INSTRUCTIONS TO FOLLOW =
Within the entries below, the lines from the one with "the concrete wall" through the one with "the table top" are to be set down exactly, both ends kept.

PROVIDED ENTRIES =
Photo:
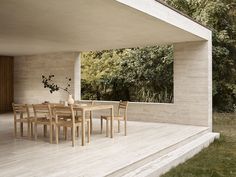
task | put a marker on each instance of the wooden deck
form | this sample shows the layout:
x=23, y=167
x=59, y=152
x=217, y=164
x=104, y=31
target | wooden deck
x=103, y=156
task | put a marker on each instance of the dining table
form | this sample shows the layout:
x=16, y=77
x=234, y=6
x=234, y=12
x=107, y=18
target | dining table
x=88, y=108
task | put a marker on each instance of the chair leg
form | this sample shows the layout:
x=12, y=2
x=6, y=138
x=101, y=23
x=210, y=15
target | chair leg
x=57, y=133
x=91, y=123
x=65, y=132
x=118, y=126
x=15, y=129
x=101, y=125
x=21, y=129
x=50, y=133
x=32, y=129
x=45, y=130
x=29, y=130
x=35, y=131
x=88, y=127
x=73, y=136
x=125, y=123
x=77, y=131
x=107, y=128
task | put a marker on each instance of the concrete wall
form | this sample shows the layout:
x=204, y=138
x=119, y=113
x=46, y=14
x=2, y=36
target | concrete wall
x=192, y=84
x=29, y=69
x=192, y=90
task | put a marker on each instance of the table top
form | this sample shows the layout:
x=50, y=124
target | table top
x=91, y=107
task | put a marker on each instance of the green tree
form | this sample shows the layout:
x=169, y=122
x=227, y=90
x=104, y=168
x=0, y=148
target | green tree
x=220, y=17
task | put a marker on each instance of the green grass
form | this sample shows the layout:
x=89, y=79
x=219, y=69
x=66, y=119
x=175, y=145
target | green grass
x=219, y=159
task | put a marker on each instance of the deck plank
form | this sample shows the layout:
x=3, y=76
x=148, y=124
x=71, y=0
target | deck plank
x=23, y=157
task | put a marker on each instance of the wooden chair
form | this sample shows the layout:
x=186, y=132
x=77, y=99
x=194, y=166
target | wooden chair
x=65, y=117
x=43, y=116
x=21, y=116
x=122, y=116
x=89, y=115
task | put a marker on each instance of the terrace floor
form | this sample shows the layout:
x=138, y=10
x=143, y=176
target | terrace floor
x=102, y=156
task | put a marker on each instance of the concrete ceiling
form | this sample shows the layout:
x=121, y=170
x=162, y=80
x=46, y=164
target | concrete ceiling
x=33, y=27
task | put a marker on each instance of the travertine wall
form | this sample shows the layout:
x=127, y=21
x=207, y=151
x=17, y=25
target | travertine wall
x=192, y=90
x=192, y=84
x=29, y=69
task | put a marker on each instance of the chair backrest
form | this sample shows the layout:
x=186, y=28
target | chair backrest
x=42, y=110
x=123, y=107
x=20, y=109
x=64, y=111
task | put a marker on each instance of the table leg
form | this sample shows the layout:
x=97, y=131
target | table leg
x=83, y=128
x=111, y=122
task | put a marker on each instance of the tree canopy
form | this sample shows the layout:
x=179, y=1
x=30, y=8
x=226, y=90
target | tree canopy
x=146, y=73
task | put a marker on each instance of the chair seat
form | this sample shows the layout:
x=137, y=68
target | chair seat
x=115, y=117
x=22, y=120
x=79, y=118
x=68, y=123
x=40, y=120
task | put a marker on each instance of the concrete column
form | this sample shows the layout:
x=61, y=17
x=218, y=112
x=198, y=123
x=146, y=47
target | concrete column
x=77, y=77
x=193, y=82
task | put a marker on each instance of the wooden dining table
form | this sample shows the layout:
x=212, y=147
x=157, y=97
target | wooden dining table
x=84, y=108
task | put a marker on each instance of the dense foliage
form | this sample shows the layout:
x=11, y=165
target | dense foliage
x=220, y=17
x=138, y=74
x=146, y=74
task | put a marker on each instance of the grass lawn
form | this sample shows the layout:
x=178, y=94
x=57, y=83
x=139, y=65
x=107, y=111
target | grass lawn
x=219, y=159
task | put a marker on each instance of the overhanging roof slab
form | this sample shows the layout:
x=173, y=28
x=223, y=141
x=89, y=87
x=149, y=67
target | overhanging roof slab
x=33, y=27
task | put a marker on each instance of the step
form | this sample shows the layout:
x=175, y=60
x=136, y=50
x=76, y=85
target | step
x=162, y=164
x=160, y=153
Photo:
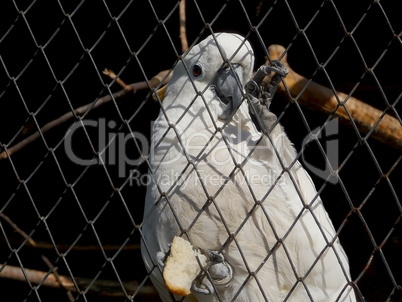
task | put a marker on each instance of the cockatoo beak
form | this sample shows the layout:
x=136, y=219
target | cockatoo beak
x=228, y=85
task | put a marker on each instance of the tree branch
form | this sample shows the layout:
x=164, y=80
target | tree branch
x=183, y=33
x=100, y=287
x=131, y=88
x=314, y=96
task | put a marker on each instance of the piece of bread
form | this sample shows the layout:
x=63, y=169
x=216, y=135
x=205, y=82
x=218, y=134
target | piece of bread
x=181, y=267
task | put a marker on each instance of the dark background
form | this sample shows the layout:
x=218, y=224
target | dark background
x=52, y=57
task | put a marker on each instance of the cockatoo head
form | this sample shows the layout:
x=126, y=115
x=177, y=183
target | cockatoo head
x=210, y=75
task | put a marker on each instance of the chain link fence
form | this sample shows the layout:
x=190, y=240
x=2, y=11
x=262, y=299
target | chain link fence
x=77, y=80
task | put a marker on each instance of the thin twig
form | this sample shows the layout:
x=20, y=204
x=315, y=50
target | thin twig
x=32, y=243
x=314, y=96
x=183, y=33
x=100, y=287
x=132, y=88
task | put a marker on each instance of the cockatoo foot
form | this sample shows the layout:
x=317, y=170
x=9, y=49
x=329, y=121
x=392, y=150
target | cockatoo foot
x=160, y=258
x=220, y=273
x=260, y=98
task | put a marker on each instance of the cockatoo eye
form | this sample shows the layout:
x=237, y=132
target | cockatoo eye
x=197, y=70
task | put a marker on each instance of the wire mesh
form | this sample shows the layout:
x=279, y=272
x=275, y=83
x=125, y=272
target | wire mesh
x=74, y=145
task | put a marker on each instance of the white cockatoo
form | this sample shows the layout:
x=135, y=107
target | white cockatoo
x=234, y=189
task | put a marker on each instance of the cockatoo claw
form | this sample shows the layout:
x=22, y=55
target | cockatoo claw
x=220, y=273
x=160, y=258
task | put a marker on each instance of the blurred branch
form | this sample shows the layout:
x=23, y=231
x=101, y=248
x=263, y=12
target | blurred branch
x=100, y=287
x=131, y=88
x=183, y=33
x=53, y=270
x=382, y=126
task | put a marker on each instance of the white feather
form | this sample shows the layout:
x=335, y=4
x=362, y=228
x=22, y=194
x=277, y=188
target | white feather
x=275, y=235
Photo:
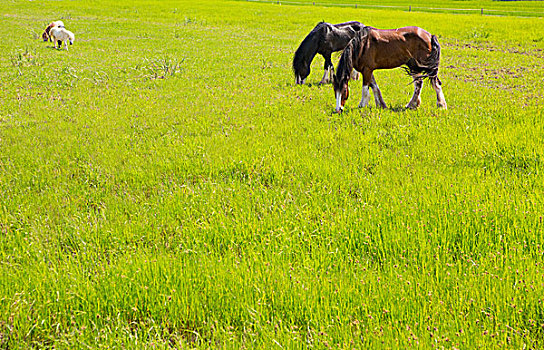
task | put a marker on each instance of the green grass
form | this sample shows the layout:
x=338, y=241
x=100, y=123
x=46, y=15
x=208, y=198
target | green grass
x=164, y=184
x=528, y=8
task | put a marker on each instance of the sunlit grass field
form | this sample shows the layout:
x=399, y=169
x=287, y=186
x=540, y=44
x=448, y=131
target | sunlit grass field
x=163, y=183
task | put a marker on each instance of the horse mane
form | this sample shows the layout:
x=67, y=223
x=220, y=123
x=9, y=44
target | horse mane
x=308, y=49
x=353, y=50
x=429, y=67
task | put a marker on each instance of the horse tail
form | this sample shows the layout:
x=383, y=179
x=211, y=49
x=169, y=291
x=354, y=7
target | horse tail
x=307, y=50
x=429, y=67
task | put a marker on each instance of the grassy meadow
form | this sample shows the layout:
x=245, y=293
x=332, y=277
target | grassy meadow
x=164, y=184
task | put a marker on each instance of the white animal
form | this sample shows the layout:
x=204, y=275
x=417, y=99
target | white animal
x=45, y=35
x=60, y=35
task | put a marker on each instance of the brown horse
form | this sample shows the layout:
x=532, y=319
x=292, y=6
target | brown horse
x=412, y=47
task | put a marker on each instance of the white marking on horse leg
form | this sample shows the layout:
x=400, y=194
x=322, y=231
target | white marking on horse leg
x=415, y=101
x=339, y=107
x=365, y=98
x=354, y=75
x=325, y=78
x=440, y=99
x=380, y=103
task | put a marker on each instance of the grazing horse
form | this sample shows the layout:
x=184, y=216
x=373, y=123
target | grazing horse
x=324, y=39
x=45, y=35
x=411, y=47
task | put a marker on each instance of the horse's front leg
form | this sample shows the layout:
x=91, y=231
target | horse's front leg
x=367, y=79
x=440, y=99
x=328, y=67
x=416, y=98
x=380, y=103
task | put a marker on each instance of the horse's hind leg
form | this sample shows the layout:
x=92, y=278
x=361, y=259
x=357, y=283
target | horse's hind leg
x=440, y=99
x=367, y=80
x=380, y=103
x=416, y=97
x=328, y=69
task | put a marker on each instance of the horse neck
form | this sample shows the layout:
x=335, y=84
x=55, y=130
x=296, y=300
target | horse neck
x=306, y=52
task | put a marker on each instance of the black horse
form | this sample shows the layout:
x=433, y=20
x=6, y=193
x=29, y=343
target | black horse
x=324, y=39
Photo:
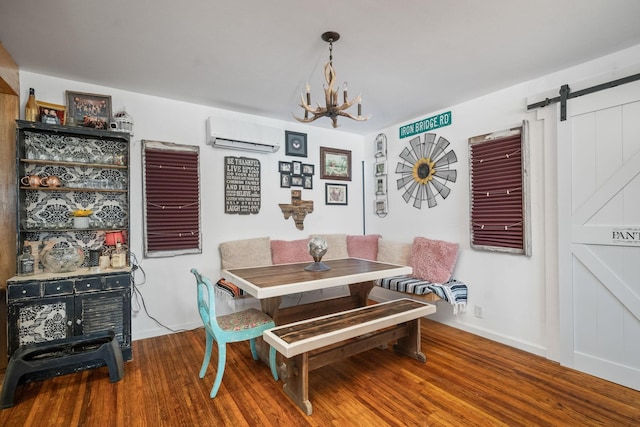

TASK RESULT =
task | put a marker on each instance of the concrete wall
form | this sample shows the layout:
x=204, y=138
x=119, y=113
x=46, y=14
x=2, y=36
target | concrete wall
x=192, y=84
x=29, y=69
x=192, y=90
task | put a marker on each instance of the table top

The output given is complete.